Tarea a resolver
¿Puedes transcribir, sin cambiar nada, la parte del texto sobre la prospectiva que empieza en las palabras que contienen "En una economía" y termina después de "sobre lo deseable."?

Fragmento seleccionado
La prospectiva no sólo estudia la ruta que siguen las tendencias de largo plazo, terreno en el cual se cuenta ya con cierta información. Un ejemplo: de seguir las actuales tendencias en el 2030 más de 90% de la población vivirá en zonas urbanas. Dentro de la complejidad, eso es lo más sencillo. Pero hay otro ámbito de la prospectiva más delicado. Me refiero a la necesaria deontología, al cómo debieran ser las cosas o, aun más complejo, cómo desearíamos que fueran. Reducir al mínimo posible la mortalidad materna o la infantil supone un acuerdo básico en defensa de la vida. Todo Estado —en teoría— se apoya en ese acuerdo. Pero lo deseable supone una discusión de principios, axiológica. Allí el asunto se complica.
¿Es deseable —como ha ocurrido en las sociedades desarrolladas— inducir desde el Estado la disminución de la pea agrícola, la desaparición del campesinado tradicional para decirlo en términos llanos? En otros países el asunto no genera polémica. En México, dónde cierta mitología campesina es sustento de la literatura, de la música y por supuesto de la retórica política, ni siquiera nos atrevemos a tocarlo. Todo indica que muchas etnias indígenas —los más pobres de los pobres— caminan a la extinción con todo y su rico bagaje cultural. El mestizaje se sigue imponiendo. ¿Hasta dónde es deseable su preservación o qué preservar de ellas? No sus condiciones de vida, eso me queda claro.
En una economía que por décadas no ha generado los empleos formales que su población requiere, ¿hasta dónde es deseable acabar con la informalidad? No me refiero a las actividades ilegales que usurpan espacios públicos y venden contrabando. Me refiero a esa muy importante válvula de escape que se expresa por ejemplo en una costurera o en un plomero o un carpintero. Qué dieran muchos países desarrollados —hoy en severas crisis de desempleo— por contar con algo de esa flexibilidad. Lo deseable como parte de la necesaria prospectiva que México necesita está llamado a ser, creo yo, la punta de lanza del debate de avanzada. La prosperidad de una nación en buena medida se asienta en los acuerdos mínimos sobre lo deseable.

Entradas extraídas
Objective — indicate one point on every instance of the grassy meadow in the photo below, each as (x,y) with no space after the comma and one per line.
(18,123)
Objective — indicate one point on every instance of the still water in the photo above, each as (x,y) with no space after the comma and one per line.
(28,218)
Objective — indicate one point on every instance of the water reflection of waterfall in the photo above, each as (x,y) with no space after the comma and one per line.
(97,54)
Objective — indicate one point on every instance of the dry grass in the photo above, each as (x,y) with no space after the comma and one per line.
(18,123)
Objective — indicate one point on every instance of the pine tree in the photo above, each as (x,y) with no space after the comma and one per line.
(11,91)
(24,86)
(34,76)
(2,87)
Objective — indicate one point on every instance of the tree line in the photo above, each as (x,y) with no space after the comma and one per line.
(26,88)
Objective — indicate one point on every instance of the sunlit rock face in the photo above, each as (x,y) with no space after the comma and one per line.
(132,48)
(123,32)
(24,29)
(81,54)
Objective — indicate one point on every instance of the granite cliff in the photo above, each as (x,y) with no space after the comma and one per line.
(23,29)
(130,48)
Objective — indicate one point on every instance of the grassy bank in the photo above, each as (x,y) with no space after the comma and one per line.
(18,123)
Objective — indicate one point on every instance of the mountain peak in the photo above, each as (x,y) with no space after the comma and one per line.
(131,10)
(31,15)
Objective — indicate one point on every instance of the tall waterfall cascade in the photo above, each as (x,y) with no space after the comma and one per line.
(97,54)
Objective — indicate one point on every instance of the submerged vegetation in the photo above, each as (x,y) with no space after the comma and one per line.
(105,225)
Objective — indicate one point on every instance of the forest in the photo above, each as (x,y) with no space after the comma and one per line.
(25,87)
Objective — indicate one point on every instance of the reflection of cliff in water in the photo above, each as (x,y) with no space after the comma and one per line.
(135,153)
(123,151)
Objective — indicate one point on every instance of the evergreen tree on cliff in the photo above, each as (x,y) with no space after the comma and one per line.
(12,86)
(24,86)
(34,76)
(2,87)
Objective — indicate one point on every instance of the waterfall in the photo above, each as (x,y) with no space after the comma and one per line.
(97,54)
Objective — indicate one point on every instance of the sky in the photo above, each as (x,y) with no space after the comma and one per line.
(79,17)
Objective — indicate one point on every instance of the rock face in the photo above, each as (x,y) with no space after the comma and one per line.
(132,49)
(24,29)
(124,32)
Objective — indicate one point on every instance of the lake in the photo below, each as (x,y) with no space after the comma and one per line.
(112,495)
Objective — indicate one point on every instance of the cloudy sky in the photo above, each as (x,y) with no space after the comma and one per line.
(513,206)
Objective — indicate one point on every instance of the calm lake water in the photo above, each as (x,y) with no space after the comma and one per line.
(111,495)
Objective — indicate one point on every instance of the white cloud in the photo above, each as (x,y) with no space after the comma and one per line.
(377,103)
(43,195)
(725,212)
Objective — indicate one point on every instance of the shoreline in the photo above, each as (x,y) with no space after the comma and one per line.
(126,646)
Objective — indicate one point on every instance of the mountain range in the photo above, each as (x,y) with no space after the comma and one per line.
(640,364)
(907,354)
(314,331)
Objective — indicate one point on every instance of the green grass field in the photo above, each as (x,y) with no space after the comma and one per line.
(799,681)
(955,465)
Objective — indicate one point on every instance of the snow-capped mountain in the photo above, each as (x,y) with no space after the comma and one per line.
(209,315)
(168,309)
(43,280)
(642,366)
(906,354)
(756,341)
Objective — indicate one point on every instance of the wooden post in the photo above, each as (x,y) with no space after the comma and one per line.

Resultado final
En una economía que por décadas no ha generado los empleos formales que su población requiere, ¿hasta dónde es deseable acabar con la informalidad? No me refiero a las actividades ilegales que usurpan espacios públicos y venden contrabando. Me refiero a esa muy importante válvula de escape que se expresa por ejemplo en una costurera o en un plomero o un carpintero. Qué dieran muchos países desarrollados —hoy en severas crisis de desempleo— por contar con algo de esa flexibilidad. Lo deseable como parte de la necesaria prospectiva que México necesita está llamado a ser, creo yo, la punta de lanza del debate de avanzada. La prosperidad de una nación en buena medida se asienta en los acuerdos mínimos sobre lo deseable.